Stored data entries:
* START *

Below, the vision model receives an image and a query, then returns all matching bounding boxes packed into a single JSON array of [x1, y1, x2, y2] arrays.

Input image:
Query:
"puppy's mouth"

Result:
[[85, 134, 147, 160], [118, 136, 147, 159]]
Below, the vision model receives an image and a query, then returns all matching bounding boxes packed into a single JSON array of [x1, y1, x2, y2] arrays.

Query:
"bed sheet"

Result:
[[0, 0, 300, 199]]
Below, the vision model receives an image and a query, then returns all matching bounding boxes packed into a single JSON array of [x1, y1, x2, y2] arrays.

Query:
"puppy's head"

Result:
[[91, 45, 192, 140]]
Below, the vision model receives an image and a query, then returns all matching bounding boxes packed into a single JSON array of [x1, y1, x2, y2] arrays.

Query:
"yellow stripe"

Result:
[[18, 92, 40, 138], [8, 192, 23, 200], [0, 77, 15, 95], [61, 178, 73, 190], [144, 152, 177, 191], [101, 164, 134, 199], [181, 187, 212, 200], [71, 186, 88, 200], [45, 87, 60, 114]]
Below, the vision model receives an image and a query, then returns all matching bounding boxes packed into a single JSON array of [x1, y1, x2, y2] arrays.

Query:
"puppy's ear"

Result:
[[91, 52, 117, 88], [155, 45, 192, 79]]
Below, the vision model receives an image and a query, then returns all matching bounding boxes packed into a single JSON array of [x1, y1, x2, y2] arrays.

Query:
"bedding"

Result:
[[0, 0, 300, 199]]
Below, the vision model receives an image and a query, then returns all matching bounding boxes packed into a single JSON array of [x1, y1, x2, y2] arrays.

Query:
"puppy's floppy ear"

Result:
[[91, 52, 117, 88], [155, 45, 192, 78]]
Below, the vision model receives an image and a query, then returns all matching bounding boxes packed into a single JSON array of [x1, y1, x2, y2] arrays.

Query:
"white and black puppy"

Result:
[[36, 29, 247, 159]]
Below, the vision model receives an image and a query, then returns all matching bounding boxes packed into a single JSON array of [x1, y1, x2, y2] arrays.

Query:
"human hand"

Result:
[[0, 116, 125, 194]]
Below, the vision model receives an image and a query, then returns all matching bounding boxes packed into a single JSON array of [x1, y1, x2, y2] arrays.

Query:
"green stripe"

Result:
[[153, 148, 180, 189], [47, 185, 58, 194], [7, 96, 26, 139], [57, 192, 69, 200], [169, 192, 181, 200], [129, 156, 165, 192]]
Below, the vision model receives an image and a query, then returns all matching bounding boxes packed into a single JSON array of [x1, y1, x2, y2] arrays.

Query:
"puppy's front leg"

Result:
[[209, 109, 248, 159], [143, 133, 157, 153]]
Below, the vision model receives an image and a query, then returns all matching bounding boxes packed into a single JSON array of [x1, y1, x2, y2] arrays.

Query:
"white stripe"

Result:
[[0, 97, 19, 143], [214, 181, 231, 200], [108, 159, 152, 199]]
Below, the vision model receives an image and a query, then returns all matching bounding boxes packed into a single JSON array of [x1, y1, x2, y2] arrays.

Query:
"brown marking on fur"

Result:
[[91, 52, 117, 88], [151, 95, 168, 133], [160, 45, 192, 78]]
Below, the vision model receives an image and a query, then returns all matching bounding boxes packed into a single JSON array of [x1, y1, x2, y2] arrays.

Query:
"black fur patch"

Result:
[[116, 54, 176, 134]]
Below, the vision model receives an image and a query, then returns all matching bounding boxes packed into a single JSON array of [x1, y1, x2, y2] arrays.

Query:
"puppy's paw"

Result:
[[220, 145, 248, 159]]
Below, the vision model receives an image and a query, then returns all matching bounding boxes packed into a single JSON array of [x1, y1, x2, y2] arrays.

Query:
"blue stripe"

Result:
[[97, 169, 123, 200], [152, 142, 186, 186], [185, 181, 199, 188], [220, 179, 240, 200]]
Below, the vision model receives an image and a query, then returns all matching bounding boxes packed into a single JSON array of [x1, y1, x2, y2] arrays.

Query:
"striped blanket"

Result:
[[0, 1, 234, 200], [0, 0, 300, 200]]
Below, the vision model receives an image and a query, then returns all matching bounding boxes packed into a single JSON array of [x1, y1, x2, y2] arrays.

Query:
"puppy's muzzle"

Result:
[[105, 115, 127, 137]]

* END *

• The exercise:
Copy out the stretch of the data above from its first line through the line containing "[[36, 29, 247, 159]]", both included, reproducing every line without change.

• Answer to this problem:
Below, the vision model receives an image and a query, then returns all matching bounding boxes packed into a single JSON array of [x1, y1, x2, y2] arrays.

Input image:
Query:
"puppy's mouth"

Result:
[[85, 134, 147, 160], [118, 136, 147, 159]]
Below, the vision model receives an image and a query, then returns all matching bounding boxes packed into a single JSON array of [x1, y1, x2, y2] arrays.

Query:
"bed sheet"

Result:
[[0, 0, 300, 199]]
Below, the vision model receives an image and a query, then returns all matching bounding boxes packed into a single JSON array of [x1, y1, x2, y2] arrays.

Query:
"puppy's head"

Result:
[[91, 45, 192, 140]]
Below, the vision model receives an image and a query, then returns all matching bounding boxes packed into a single JSON array of [x1, y1, x2, y2] arrays.

Query:
"yellow stripe"

Result:
[[18, 92, 40, 138], [8, 192, 23, 200], [0, 77, 15, 95], [61, 178, 73, 190], [144, 152, 177, 191], [101, 164, 134, 199], [181, 187, 212, 200], [71, 186, 88, 200], [45, 87, 60, 114]]
Below, the vision model receives an image and a query, then returns all matching bounding boxes packed into a single JSON array of [x1, y1, x2, y2] arrays.

Query:
"puppy's ear"

Result:
[[91, 52, 117, 88], [155, 45, 192, 79]]
Below, the vision model receives an image and a query, then returns all matching bounding boxes packed into a single JSON array of [x1, y1, x2, y2] arrays.

Query:
"bedding"

Result:
[[0, 0, 300, 199]]
Below, the vision model receives an image and a query, then returns all matching bounding boxes packed into a single JSON array of [x1, y1, x2, y2] arrays.

Query:
"puppy's floppy ear"

Result:
[[91, 52, 117, 88], [155, 45, 192, 78]]
Below, the vision model receives an image and a query, then returns all matching bounding boxes packed into a single JSON array of [x1, y1, x2, y2] arrays.

Query:
"white and black puppy"

Result:
[[36, 29, 247, 159]]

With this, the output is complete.